Copy the whole listing below, line for line, with every character kept the same.

Source records —
* START *

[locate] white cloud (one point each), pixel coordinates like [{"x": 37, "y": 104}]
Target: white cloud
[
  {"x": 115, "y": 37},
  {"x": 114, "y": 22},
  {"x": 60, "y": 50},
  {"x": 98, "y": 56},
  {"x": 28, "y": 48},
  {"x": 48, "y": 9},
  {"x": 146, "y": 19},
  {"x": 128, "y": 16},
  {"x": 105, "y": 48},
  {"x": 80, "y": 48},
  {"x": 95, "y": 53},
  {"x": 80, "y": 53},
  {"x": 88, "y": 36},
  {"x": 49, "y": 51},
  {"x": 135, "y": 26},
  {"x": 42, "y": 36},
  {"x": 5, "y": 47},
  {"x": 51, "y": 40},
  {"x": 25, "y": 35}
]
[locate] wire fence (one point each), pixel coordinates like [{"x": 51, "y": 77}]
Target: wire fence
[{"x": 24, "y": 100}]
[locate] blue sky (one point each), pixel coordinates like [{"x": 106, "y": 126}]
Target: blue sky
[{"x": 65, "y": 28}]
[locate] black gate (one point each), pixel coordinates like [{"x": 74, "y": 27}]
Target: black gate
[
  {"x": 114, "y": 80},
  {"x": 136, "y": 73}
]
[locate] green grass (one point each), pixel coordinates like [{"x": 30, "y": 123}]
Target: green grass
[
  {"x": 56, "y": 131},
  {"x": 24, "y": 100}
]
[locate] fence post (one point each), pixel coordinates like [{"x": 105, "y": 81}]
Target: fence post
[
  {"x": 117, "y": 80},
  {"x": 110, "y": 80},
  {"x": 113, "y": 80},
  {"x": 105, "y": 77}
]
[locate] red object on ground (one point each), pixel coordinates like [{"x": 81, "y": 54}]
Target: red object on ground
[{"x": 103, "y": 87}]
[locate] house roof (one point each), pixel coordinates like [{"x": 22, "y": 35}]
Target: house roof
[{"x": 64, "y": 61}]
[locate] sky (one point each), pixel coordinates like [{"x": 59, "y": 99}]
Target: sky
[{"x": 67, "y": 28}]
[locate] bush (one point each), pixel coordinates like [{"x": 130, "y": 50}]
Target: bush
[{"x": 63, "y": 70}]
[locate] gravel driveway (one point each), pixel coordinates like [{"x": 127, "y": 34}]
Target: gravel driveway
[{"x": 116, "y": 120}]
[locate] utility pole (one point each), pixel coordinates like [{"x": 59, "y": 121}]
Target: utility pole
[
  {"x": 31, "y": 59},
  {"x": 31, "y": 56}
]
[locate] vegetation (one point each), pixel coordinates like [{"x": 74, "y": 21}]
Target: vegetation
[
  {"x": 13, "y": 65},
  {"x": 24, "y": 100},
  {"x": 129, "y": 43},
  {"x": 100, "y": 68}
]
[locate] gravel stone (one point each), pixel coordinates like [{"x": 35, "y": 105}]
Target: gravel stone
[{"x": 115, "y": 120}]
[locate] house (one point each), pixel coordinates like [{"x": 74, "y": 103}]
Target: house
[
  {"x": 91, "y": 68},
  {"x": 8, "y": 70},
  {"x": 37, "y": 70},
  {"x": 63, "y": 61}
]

* END *

Written response —
[locate] white cloud (one point each), pixel coordinates like [{"x": 37, "y": 104}]
Target: white cloud
[
  {"x": 115, "y": 37},
  {"x": 114, "y": 22},
  {"x": 60, "y": 50},
  {"x": 98, "y": 56},
  {"x": 28, "y": 48},
  {"x": 48, "y": 9},
  {"x": 146, "y": 19},
  {"x": 128, "y": 16},
  {"x": 105, "y": 48},
  {"x": 80, "y": 48},
  {"x": 95, "y": 53},
  {"x": 80, "y": 53},
  {"x": 88, "y": 36},
  {"x": 49, "y": 51},
  {"x": 135, "y": 26},
  {"x": 42, "y": 36},
  {"x": 5, "y": 47},
  {"x": 51, "y": 40},
  {"x": 25, "y": 35}
]
[locate] wire fence (one point each), pixel coordinates like [{"x": 51, "y": 77}]
Target: wire fence
[{"x": 24, "y": 100}]
[locate] blue sky (one point each), pixel coordinates like [{"x": 106, "y": 126}]
Target: blue sky
[{"x": 65, "y": 28}]
[locate] black gate (one point each), pixel coordinates like [{"x": 74, "y": 27}]
Target: black gate
[
  {"x": 114, "y": 80},
  {"x": 136, "y": 73}
]
[locate] green grass (one point each), pixel coordinates like [{"x": 30, "y": 123}]
Target: green grass
[
  {"x": 56, "y": 131},
  {"x": 24, "y": 100}
]
[locate] fence post (one point each), pixel coordinates like [{"x": 105, "y": 81}]
Target: fence post
[
  {"x": 117, "y": 80},
  {"x": 110, "y": 80},
  {"x": 113, "y": 80},
  {"x": 105, "y": 77}
]
[locate] red object on ground (one point each), pixel coordinates like [{"x": 81, "y": 54}]
Target: red object on ground
[{"x": 103, "y": 87}]
[locate] house roof (one point each), pixel coordinates like [{"x": 22, "y": 35}]
Target: house roof
[{"x": 64, "y": 61}]
[locate] sky (one point each), pixel coordinates like [{"x": 59, "y": 99}]
Target: sky
[{"x": 67, "y": 28}]
[locate] bush (one point each), pixel coordinates like [{"x": 130, "y": 50}]
Target: bush
[{"x": 63, "y": 70}]
[locate] gravel driveway (one point each), pixel coordinates like [{"x": 127, "y": 34}]
Target: gravel driveway
[{"x": 116, "y": 120}]
[locate] utility pole (one point each), pixel coordinates like [{"x": 59, "y": 121}]
Target: utility pole
[
  {"x": 31, "y": 59},
  {"x": 31, "y": 56}
]
[locate] vegetation (one point each), pixel coordinates like [{"x": 74, "y": 21}]
Target: vegetation
[
  {"x": 13, "y": 65},
  {"x": 24, "y": 100},
  {"x": 129, "y": 43},
  {"x": 100, "y": 68}
]
[locate] gravel stone (one point each), pixel coordinates like [{"x": 35, "y": 105}]
Target: gravel stone
[{"x": 115, "y": 120}]
[locate] house (one point each), pixel coordinates like [{"x": 74, "y": 103}]
Target: house
[
  {"x": 91, "y": 68},
  {"x": 8, "y": 70},
  {"x": 37, "y": 70},
  {"x": 63, "y": 61}
]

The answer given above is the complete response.